__Short exercise__
Return every line of the listing below unchanged, character for character.

[Entries from a pointing dataset]
--------------------------------

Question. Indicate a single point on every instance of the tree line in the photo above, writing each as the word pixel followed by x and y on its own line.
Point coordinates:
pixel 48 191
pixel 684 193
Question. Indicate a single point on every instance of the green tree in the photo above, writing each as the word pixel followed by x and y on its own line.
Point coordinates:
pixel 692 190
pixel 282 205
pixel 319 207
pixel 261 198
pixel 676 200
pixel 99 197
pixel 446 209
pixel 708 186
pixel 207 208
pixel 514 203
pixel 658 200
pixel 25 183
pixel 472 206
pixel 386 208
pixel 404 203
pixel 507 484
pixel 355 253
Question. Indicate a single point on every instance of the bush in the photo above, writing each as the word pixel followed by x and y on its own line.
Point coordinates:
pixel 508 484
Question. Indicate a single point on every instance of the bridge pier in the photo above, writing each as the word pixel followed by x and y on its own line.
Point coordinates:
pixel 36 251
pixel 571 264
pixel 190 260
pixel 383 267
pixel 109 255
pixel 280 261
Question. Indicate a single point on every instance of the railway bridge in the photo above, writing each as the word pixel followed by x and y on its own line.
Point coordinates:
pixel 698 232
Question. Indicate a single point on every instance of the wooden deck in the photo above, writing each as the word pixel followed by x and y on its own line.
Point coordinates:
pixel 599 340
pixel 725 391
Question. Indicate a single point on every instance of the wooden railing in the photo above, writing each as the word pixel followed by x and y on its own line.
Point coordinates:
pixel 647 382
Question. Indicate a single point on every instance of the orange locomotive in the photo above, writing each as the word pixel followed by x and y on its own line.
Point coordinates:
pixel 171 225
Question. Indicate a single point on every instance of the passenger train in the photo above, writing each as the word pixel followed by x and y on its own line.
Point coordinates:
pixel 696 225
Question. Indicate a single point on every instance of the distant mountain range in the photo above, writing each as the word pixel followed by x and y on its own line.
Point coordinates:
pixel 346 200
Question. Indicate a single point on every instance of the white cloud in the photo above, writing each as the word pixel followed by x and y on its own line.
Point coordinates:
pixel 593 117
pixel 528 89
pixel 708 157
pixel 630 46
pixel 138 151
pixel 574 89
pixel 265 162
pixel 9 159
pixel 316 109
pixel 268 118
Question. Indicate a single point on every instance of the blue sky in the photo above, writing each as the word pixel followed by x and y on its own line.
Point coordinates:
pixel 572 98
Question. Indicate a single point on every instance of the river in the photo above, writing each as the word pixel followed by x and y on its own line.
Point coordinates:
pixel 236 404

--------------------------------

__Solution to this problem__
Question. Indicate a single point on every instance of the tree line in the photo above, writing each as the word pixel followed by x and y on its own line.
Point coordinates:
pixel 48 191
pixel 684 193
Question. Indicate a single point on every instance of the green tree in the photo above, writing each as the word pixel followed by x and y on its own line.
Point coordinates:
pixel 692 190
pixel 282 205
pixel 319 207
pixel 261 198
pixel 676 200
pixel 99 197
pixel 446 209
pixel 708 186
pixel 207 208
pixel 514 203
pixel 658 200
pixel 25 183
pixel 472 206
pixel 386 208
pixel 404 203
pixel 507 484
pixel 355 253
Question. Indicate a single point on every instance of the bush in the photo above, writing each as the word pixel followed by x and y on its own line.
Point coordinates:
pixel 508 484
Question. Indicate a single point on every instance of the bridge pier in the photo above, writing each as the word pixel followed by x and y on its own line.
Point coordinates:
pixel 36 251
pixel 571 264
pixel 190 260
pixel 383 267
pixel 109 255
pixel 280 261
Question. Indicate a single point on every instance of the railway bridge in the photo above, writing each as the word pixel followed by x and y on its own line.
Point coordinates:
pixel 698 232
Question. Indicate a single point on every instance of the wooden deck in the photo above, writing each as the word pixel followed by x and y on its own line.
Point coordinates:
pixel 599 340
pixel 725 391
Question. Indicate a single point on every instance of the wooden railing in the photo above, writing each as the word pixel followed by x and y on its own line.
Point coordinates:
pixel 647 382
Question. Indicate a single point on every instance of the orange locomotive in the photo above, writing each as the word pixel followed by x and y on its own line.
Point coordinates:
pixel 171 225
Question. Indicate a single point on every instance of the passenger train in the photo above, writing each as the word pixel followed by x and y on its own line.
Point coordinates:
pixel 696 225
Question. Indicate a single point on every instance of the distant mountain range in the photo above, writing each as the word pixel followed by x and y on its own line.
Point coordinates:
pixel 346 200
Question. Indicate a single point on every instance of the white cloud in the photo above, writing each as the word pixel followed by x and y on its own line.
Point coordinates:
pixel 593 117
pixel 528 89
pixel 708 157
pixel 630 46
pixel 138 151
pixel 574 89
pixel 265 162
pixel 9 159
pixel 316 109
pixel 268 118
Question. Indicate a single point on every instance of the blue sky in the photo above, writing each as the word pixel followed by x and y on its own line.
Point coordinates:
pixel 572 98
Question. Indicate a single point on every instance of the river in the photo above, writing each as the word pixel followed by x and y on its own line.
Point coordinates:
pixel 236 404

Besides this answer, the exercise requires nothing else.